-- Start of LISTED ENTRIES --

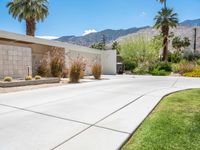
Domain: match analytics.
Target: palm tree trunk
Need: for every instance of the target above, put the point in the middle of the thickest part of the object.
(165, 49)
(165, 32)
(165, 4)
(30, 26)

-- End of LISTED ENTRIES --

*TASK PROMPT:*
Rewrite the lines above, replacing "thickest" with "widest" and keeping everything else the same. Leave the pictures out of your answer.

*RESPONSE:*
Domain: match analytics.
Target: palm tree trunk
Need: for every instance of the target above, put the point in the middle of the widest part of the object.
(165, 49)
(165, 32)
(165, 4)
(30, 26)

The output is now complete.